### Instruction
Return the line containing "Category: the blue rim on plate" and all lines after it exactly; stop at the end of the material.

== Records provided ==

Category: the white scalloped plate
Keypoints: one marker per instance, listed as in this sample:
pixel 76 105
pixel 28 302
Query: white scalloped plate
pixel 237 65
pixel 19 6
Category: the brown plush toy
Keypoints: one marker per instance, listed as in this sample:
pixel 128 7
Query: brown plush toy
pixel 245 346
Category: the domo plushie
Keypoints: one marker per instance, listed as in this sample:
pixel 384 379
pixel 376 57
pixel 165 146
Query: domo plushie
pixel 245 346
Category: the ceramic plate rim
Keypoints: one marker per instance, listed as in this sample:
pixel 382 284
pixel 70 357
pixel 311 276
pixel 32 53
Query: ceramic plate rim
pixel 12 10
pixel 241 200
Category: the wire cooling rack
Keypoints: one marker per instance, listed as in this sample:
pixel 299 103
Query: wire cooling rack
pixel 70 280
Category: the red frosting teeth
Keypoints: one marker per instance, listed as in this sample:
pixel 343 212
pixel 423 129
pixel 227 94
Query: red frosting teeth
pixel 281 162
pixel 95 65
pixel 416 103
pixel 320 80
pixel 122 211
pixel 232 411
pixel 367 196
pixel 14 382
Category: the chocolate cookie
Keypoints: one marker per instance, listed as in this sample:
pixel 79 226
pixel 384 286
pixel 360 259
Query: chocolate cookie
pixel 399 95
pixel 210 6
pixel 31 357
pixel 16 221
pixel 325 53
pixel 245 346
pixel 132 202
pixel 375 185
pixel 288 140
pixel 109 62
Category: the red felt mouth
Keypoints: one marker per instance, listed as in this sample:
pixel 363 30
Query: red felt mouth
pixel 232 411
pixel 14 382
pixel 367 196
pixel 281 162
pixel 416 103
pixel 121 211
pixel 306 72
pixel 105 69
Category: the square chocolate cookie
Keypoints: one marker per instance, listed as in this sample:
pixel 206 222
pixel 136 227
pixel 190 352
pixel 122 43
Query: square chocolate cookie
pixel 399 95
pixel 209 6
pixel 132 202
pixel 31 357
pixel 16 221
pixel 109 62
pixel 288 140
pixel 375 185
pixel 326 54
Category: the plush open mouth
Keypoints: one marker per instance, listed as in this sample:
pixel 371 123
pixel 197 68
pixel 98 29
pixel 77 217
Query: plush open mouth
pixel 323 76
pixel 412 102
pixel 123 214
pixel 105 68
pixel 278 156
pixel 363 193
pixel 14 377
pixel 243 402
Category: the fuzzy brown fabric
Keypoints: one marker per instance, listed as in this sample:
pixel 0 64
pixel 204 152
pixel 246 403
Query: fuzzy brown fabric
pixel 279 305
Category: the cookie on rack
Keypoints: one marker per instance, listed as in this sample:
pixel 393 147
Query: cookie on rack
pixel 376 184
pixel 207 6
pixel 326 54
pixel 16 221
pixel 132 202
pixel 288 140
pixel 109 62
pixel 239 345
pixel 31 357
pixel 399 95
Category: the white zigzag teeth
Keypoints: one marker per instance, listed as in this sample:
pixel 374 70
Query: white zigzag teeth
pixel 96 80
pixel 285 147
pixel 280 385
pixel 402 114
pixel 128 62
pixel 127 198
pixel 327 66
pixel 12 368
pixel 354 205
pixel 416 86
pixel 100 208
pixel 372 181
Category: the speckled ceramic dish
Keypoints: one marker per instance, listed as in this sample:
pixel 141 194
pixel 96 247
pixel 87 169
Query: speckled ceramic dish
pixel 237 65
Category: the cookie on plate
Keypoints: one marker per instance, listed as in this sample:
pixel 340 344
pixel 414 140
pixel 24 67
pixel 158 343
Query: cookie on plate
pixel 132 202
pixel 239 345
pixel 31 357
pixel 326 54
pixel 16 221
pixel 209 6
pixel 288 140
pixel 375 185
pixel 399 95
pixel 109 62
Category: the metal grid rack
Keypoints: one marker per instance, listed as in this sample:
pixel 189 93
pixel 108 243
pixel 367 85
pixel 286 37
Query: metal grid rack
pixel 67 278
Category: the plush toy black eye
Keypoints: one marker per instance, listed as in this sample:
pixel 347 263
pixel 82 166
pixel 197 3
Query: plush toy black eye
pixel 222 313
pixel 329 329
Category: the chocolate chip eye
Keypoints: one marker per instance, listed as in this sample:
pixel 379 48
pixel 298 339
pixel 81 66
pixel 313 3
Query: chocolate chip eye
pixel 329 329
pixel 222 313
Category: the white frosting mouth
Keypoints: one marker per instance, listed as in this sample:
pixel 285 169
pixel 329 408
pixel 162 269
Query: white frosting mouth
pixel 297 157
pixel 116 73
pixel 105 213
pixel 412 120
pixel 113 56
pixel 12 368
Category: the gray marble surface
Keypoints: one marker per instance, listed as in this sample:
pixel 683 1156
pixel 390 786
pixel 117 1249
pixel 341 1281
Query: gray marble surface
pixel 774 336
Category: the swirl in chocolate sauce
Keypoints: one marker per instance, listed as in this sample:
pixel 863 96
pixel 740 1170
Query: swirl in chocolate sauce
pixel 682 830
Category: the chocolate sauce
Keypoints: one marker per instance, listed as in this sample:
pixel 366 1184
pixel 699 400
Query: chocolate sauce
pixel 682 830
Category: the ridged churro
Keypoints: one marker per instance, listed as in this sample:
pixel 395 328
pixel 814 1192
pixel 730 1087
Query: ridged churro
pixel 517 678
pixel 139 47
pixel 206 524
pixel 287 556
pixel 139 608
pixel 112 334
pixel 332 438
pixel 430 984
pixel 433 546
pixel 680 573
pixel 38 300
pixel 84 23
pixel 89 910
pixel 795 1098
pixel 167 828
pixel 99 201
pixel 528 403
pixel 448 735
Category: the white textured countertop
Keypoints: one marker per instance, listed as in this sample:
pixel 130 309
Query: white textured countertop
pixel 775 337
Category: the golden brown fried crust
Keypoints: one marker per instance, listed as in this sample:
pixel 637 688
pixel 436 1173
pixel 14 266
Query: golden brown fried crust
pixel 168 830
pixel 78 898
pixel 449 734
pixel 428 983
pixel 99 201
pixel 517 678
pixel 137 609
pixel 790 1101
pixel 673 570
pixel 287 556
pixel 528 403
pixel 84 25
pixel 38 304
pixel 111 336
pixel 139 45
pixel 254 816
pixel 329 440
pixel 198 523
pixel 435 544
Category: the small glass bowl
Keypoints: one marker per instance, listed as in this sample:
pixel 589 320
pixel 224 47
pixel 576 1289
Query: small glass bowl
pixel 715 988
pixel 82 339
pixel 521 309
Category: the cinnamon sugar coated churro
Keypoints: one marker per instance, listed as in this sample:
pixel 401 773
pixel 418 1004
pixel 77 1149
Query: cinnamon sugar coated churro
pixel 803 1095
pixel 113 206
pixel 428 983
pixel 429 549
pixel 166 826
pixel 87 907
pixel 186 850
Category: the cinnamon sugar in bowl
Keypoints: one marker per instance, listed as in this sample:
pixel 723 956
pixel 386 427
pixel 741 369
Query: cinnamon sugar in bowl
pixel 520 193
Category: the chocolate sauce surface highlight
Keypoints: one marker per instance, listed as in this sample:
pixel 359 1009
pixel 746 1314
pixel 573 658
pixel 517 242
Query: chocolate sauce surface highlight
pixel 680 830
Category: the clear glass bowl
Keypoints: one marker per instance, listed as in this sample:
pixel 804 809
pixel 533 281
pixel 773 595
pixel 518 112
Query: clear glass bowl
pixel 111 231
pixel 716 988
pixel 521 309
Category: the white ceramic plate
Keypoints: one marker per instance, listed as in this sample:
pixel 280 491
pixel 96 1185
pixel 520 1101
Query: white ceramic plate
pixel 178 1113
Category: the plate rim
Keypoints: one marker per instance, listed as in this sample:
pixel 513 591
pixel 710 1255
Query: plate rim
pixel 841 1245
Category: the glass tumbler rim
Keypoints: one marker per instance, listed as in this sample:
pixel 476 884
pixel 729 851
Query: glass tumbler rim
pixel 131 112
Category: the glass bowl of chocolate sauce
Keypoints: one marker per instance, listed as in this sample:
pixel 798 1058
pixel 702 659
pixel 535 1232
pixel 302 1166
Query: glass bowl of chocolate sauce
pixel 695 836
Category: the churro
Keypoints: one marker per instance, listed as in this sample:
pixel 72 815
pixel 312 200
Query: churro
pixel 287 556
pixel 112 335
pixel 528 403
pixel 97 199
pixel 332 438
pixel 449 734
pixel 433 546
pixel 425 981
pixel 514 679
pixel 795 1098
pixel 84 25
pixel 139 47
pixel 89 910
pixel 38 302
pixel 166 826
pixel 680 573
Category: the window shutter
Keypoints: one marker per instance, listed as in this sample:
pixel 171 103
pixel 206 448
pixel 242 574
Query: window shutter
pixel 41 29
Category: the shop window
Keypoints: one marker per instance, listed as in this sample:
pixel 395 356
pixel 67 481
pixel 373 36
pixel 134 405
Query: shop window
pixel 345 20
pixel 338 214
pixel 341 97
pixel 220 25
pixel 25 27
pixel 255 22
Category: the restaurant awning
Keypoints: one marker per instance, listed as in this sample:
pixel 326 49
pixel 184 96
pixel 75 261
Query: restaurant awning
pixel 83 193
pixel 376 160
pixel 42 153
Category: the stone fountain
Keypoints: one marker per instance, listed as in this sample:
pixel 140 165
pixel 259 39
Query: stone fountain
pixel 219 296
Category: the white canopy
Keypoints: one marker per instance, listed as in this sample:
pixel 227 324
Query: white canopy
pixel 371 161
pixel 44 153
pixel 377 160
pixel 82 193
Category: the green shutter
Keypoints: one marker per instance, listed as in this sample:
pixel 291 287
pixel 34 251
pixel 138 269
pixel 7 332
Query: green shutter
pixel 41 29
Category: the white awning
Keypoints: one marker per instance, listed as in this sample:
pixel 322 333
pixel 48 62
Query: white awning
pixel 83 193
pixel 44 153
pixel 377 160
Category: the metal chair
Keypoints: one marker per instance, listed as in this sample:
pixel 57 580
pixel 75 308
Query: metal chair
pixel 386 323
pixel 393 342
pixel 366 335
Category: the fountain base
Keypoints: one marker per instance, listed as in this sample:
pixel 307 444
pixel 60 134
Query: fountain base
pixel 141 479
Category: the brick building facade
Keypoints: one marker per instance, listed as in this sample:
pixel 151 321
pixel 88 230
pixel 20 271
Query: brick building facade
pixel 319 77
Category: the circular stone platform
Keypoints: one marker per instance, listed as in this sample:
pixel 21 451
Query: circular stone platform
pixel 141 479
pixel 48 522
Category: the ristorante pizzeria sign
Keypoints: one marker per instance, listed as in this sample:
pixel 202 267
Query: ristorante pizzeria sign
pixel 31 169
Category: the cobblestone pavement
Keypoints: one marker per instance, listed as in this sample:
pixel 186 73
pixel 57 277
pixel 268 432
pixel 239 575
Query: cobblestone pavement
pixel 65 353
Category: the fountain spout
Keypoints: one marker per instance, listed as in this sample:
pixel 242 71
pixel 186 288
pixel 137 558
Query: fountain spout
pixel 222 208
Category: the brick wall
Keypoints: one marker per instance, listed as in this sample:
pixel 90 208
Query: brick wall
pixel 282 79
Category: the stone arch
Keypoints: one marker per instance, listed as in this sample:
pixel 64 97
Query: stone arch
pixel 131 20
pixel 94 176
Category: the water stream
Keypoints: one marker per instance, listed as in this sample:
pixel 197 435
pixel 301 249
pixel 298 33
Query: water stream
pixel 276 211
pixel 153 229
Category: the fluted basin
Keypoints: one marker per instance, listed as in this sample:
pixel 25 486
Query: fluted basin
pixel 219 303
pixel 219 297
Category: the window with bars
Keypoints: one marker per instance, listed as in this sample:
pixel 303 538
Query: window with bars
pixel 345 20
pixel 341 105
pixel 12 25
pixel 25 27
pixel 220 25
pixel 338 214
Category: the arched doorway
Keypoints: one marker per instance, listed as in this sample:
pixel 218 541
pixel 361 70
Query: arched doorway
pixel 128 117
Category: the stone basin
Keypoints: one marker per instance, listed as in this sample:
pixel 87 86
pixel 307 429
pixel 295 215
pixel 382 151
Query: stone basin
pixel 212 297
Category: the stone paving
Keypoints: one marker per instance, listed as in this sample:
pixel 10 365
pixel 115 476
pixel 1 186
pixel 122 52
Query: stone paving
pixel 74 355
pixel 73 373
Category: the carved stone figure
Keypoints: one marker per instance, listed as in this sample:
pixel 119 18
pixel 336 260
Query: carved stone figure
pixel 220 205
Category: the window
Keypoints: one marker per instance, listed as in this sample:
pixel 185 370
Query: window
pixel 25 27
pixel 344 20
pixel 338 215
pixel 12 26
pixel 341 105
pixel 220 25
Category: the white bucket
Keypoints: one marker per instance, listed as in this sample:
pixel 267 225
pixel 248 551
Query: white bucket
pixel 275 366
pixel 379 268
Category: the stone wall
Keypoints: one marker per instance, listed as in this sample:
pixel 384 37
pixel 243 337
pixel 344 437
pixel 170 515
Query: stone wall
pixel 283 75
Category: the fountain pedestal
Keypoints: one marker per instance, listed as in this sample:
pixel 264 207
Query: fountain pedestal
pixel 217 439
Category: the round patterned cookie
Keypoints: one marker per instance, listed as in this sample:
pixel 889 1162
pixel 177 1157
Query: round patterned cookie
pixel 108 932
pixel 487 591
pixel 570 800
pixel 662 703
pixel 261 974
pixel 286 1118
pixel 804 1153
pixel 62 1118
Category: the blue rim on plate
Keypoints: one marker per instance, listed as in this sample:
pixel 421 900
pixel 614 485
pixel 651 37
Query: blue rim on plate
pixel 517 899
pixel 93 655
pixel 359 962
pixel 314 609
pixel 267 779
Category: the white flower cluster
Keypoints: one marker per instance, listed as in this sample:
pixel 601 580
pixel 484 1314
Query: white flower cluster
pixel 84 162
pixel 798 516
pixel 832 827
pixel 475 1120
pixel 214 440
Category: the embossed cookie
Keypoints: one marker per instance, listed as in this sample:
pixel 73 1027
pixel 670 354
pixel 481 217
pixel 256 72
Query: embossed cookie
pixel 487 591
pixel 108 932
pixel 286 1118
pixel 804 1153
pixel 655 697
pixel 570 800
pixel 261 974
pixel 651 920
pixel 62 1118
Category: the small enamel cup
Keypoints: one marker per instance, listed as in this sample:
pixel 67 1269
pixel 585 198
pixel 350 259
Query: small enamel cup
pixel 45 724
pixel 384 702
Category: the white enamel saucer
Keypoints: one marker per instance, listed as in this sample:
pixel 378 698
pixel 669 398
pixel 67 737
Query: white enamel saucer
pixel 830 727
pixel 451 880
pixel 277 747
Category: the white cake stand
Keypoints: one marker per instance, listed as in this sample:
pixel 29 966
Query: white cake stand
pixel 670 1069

===

### Response to the exercise
Category: the blue rim on plate
Keypoints: one marker per instance, listed as in this sample:
pixel 421 900
pixel 614 485
pixel 651 37
Query: blue rim on plate
pixel 517 899
pixel 93 655
pixel 359 962
pixel 314 609
pixel 267 779
Category: the white flower cluster
Keypoints: one marker per instance, listed as in this sample:
pixel 601 580
pixel 484 1314
Query: white flower cluster
pixel 84 162
pixel 798 516
pixel 832 827
pixel 475 1120
pixel 214 440
Category: the embossed cookie
Keypoints: one marker per instance, listed as in this sample:
pixel 73 1027
pixel 670 354
pixel 481 217
pixel 256 72
Query: embossed cookie
pixel 487 591
pixel 108 932
pixel 286 1118
pixel 804 1153
pixel 655 697
pixel 570 800
pixel 261 974
pixel 651 920
pixel 62 1118
Category: the small enamel cup
Keypoints: one marker per instance, listed as in this sample:
pixel 67 1269
pixel 585 198
pixel 350 259
Query: small enamel cup
pixel 45 724
pixel 384 702
Category: the white enamel saucer
Keypoints: one marker per instance, listed as in this sample:
pixel 378 698
pixel 669 398
pixel 67 737
Query: white enamel saucer
pixel 830 727
pixel 451 880
pixel 277 747
Category: the white cake stand
Keypoints: one marker per instance, listed as in this sample:
pixel 29 966
Query: white cake stand
pixel 670 1069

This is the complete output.